§ **OBJECTIVE 1**:
Report each line of the rows below that contains the string "left".

§ **EXCERPTED TEXT**:
5. Detailed Component Design

5.1 Consistent Hashing

Consistent hashing distributes data across nodes and minimizes redistribution when nodes are added or removed.

typescript

class ConsistentHashRing {
  private ring: Map<number, string> = new Map(); // hash -> nodeId
  private sortedHashes: number[] = [];
  private readonly virtualNodes: number;

  constructor(nodes: string[], virtualNodes: number = 150) {
    this.virtualNodes = virtualNodes;
    for (const node of nodes) {
      this.addNode(node);
    }
  }

  addNode(nodeId: string): void {
    for (let i = 0; i < this.virtualNodes; i++) {
      const hash = this.hash(`${nodeId}:${i}`);
      this.ring.set(hash, nodeId);
      this.sortedHashes.push(hash);
    }
    this.sortedHashes.sort((a, b) => a - b);
  }

  removeNode(nodeId: string): void {
    for (let i = 0; i < this.virtualNodes; i++) {
      const hash = this.hash(`${nodeId}:${i}`);
      this.ring.delete(hash);
    }
    this.sortedHashes = this.sortedHashes.filter(
      (h) => this.ring.has(h)
    );
  }

  /**
   * Get the node responsible for a key.

§ **OBJECTIVE 2**:
Print everything in the consistent hashing excerpt from "5. Detailed Component" down to "added or removed.".

[Image entries on named regions]
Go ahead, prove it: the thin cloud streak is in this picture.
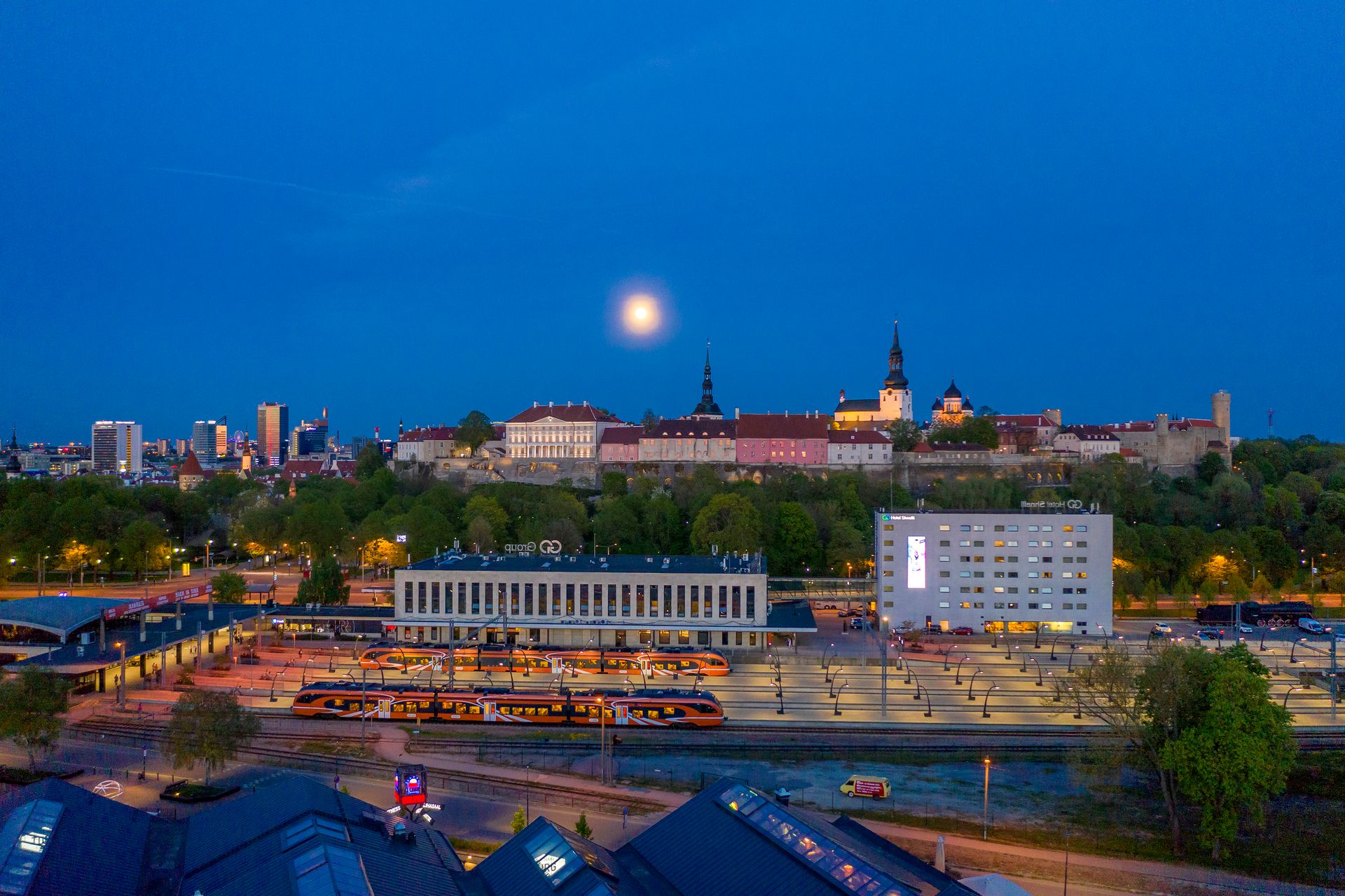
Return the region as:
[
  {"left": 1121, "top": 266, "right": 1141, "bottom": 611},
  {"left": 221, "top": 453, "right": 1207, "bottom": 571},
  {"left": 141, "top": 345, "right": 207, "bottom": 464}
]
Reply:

§ **TASK OUTPUT 1**:
  {"left": 1121, "top": 266, "right": 1141, "bottom": 611},
  {"left": 221, "top": 453, "right": 1207, "bottom": 571},
  {"left": 141, "top": 345, "right": 207, "bottom": 464}

§ **TASK OUTPUT 2**:
5. Detailed Component Design

5.1 Consistent Hashing

Consistent hashing distributes data across nodes and minimizes redistribution when nodes are added or removed.